(Point annotations for photos)
------------------------------

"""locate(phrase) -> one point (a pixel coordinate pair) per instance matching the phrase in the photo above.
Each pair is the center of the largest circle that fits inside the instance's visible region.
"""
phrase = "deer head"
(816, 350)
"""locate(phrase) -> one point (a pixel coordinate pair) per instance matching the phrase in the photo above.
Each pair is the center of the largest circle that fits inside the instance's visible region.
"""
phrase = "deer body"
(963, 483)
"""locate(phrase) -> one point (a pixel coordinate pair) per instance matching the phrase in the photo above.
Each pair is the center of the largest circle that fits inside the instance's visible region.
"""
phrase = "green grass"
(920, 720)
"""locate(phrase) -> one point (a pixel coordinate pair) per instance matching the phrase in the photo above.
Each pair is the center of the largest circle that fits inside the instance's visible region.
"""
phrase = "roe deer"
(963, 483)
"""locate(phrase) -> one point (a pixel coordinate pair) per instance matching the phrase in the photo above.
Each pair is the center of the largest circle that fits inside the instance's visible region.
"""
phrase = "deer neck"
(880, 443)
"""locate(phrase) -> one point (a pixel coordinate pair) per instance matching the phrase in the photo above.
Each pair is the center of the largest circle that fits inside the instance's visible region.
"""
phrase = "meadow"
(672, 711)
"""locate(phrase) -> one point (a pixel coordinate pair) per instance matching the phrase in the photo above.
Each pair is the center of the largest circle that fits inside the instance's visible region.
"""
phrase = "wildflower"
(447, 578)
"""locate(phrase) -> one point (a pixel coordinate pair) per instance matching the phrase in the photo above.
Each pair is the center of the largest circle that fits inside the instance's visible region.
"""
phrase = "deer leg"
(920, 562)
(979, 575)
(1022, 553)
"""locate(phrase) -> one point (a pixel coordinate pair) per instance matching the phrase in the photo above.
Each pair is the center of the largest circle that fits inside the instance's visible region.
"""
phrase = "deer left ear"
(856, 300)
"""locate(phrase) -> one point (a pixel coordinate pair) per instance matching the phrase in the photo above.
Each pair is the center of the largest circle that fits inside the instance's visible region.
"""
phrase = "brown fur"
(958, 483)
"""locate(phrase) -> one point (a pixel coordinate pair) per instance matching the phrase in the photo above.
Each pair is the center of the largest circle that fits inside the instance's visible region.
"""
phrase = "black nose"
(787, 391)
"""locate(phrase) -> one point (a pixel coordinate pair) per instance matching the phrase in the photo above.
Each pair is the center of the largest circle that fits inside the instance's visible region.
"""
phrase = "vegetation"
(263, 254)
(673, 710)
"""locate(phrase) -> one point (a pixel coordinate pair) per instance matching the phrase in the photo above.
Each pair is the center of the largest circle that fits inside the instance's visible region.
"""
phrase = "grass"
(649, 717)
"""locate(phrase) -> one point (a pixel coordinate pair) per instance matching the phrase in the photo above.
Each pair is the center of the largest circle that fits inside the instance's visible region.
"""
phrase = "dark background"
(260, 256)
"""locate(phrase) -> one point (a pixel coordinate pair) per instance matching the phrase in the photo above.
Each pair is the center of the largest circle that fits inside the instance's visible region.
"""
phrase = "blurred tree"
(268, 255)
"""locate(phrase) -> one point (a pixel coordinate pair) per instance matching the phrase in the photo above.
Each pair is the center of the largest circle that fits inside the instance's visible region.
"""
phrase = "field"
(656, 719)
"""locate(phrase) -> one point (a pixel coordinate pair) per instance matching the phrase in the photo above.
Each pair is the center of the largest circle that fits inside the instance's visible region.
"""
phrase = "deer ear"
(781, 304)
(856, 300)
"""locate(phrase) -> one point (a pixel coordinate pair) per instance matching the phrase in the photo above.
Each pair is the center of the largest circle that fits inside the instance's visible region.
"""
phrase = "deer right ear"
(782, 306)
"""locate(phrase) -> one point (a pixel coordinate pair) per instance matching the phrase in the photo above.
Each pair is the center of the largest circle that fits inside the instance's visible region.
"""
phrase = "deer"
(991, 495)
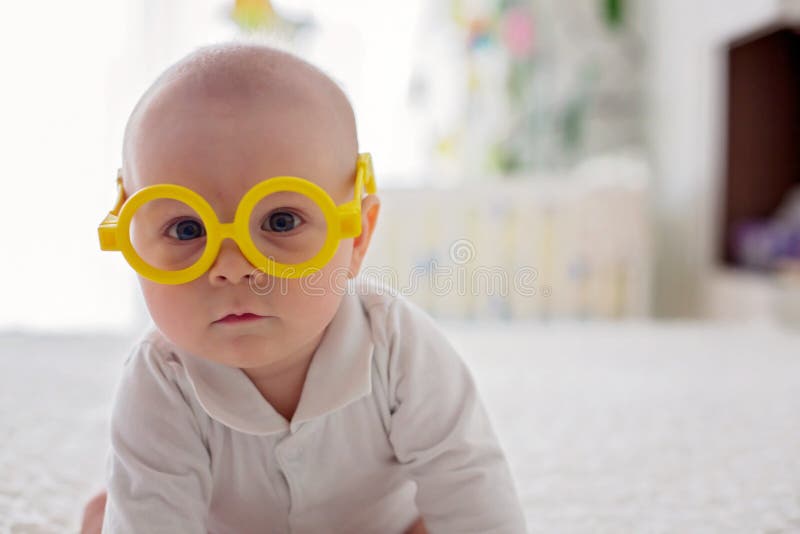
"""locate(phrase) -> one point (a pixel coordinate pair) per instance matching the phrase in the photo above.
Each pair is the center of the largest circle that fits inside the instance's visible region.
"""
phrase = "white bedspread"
(609, 427)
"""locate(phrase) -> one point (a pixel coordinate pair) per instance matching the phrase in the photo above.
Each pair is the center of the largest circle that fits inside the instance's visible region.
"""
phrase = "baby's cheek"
(169, 309)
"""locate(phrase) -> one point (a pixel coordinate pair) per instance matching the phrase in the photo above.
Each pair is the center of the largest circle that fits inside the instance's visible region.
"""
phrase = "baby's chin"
(245, 351)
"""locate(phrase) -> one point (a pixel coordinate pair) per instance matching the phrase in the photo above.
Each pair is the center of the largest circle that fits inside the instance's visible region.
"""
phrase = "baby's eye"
(281, 221)
(186, 230)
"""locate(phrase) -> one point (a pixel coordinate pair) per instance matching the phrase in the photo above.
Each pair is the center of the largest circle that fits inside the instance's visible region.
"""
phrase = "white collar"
(339, 374)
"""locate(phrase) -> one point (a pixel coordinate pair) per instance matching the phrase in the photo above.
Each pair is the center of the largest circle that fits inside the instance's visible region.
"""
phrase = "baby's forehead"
(243, 116)
(212, 146)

------------------------------

Without the pictures, copy the material exactly as given.

"""locate(phrase) -> one point (a pixel coordinate pair) per instance matching the phrase in the photo above.
Each pair is the center of the largest circle that fits inside the instance's visible region.
"""
phrase = "deer head"
(816, 350)
"""locate(phrase) -> one point (a pixel coordinate pair) per instance matching the phrase in the photo above.
Each pair is the center of the largest circle that fits inside the instance's visible region.
"""
phrase = "deer body"
(963, 483)
"""locate(phrase) -> one point (a pixel coordinate pair) per instance matching the phrase in the photo above.
Each pair is the center of the largest circle that fits inside the instance's visible region.
"""
phrase = "green grass"
(920, 720)
"""locate(phrase) -> one point (a pixel coordinate pair) per instance matching the phrase in the photo above.
Each pair is the center of the largest circle that fits inside the instance's visible region.
"""
phrase = "roe deer"
(963, 483)
"""locate(phrase) -> one point (a pixel coordinate pair) per instance matching the phrase in the photo above.
Each pair is the center of the largest circle that fits inside the instance's visible region.
"""
phrase = "deer neck"
(880, 443)
"""locate(phrase) -> one point (a pixel coordinate pair) per instance matching the phrase in the photo above.
Each pair is the center of the largest circle that fits inside the instance's visible region.
"""
phrase = "meadow"
(672, 711)
"""locate(phrase) -> one point (a pixel coordinate pair) per instance matching the phrase in the photo above.
Each pair is the center of the largest circle that fits inside the instance's visible region.
"""
phrase = "wildflower"
(447, 578)
"""locate(phrase) -> one point (a pixel coordinate pair) per instance matching the phrase in the photo above.
Each pair is the center of the largest circle that fits inside the instance's visible region.
"""
phrase = "deer leg"
(920, 562)
(979, 575)
(1022, 553)
"""locate(phrase) -> one point (a pixel coordinate pair) per instance matching the phrase in the photo above.
Each pair is the center of the largest circle that fits inside the instance's visible region.
"""
phrase = "deer left ear"
(856, 300)
"""locate(phrase) -> one point (a pixel coordinate pair) per instance matching the phrase in the photo above.
Each pair is the center of the largest circle that fits inside the instance's visible region.
"""
phrase = "brown fur"
(958, 483)
"""locate(phrase) -> one point (a pixel coordinate pair) per instance matching the phrase in the photo above.
Each pair is the center of the largest circle that fits inside the instance's visible region.
"""
phrase = "black nose"
(787, 391)
"""locate(phrase) -> one point (a pixel coordinate pair) per instance matching the phrase in the photo above.
Each pair is the center of the largest circle that fits inside the instance's visible region.
"""
phrase = "vegetation"
(263, 254)
(673, 710)
"""locate(phrase) -> one point (a pixel coordinate pair) per instance matching the phrase in the photo above.
Each pair is the center of the largest circle that fits inside the instance's visible region.
"""
phrase = "grass"
(649, 717)
"""locate(phrase) -> one point (a pixel coordinate pair) per instance matching the phrase in the photo above.
Each pair is the center of the largest circle that fits inside the instance's visible region.
"""
phrase = "dark background"
(260, 256)
"""locate(phrase) -> one point (a pixel coordinate pair) per instance matching the phrase in the photo above.
Each pair is the center of the largest circle that fits inside the instance's visible region.
"""
phrase = "blurred tree"
(268, 255)
"""locate(phrase) -> one point (a pixel coordinate pair) per instance matching the phrase in the photo above.
Each pair is the center of the largest circle that fits inside the instance's visible region.
"""
phrase = "field"
(656, 719)
"""locate(phrase) -> one point (a pixel coordinate pair) per instance matching the phrase in the photo above.
Each pair is the center of the largest circle that fits inside the instance's visible region.
"""
phrase = "deer ear"
(781, 304)
(856, 300)
"""locate(phrase) -> one point (a pixel coordinate pair) per instance matching the phrase in the photo above.
Each pair is the center of the largest circle that fits inside the instance's visible region.
"""
phrase = "deer right ear"
(782, 306)
"""locate(phrase) -> one point (a pixel coordinate pair) per instance matching the phrase in the photo above.
Each pair is the center of the largest circle that fits inside the instance's visible region.
"""
phrase = "deer"
(991, 495)
"""locate(phrase) -> one point (a pixel coordinate pair) per instance matching the phrase in the photo above.
Each pair is the center of the largest circle that fits inside the instance's visible region.
"""
phrase = "white bedspread"
(609, 427)
"""locate(phrase) -> one point (a pixel coordinate pair) per instance matching the phrase in the photo above.
Each pair is the center of the largest circle that fits inside the instance's visible region.
"""
phrase = "baby's cheek"
(169, 309)
"""locate(phrase) -> one point (a pixel coordinate pair) per instance matching the phrase in the photo above.
Each pair is the center of the largest circle that fits inside the instance's visible region.
"""
phrase = "baby's chin"
(245, 351)
"""locate(phrase) -> one point (a pixel coordinate pair) per instance matching the phrase in the photo above.
Each pair is the center of the largest circle that fits inside the instance's visible region.
"""
phrase = "baby's eye"
(281, 221)
(186, 230)
"""locate(phrase) -> one point (a pixel coordinate pair) per instance matching the phrase in the photo above.
Each pair is the center of the largest circle that fits inside the instance's visible region.
"""
phrase = "white collar"
(339, 374)
"""locate(phrase) -> one point (a pixel coordinate pair) per instance matching the phrase in the photo above.
Each pair is the center of the largest circle that fits inside the instance's visible region.
"""
phrase = "baby's forehead"
(243, 116)
(212, 146)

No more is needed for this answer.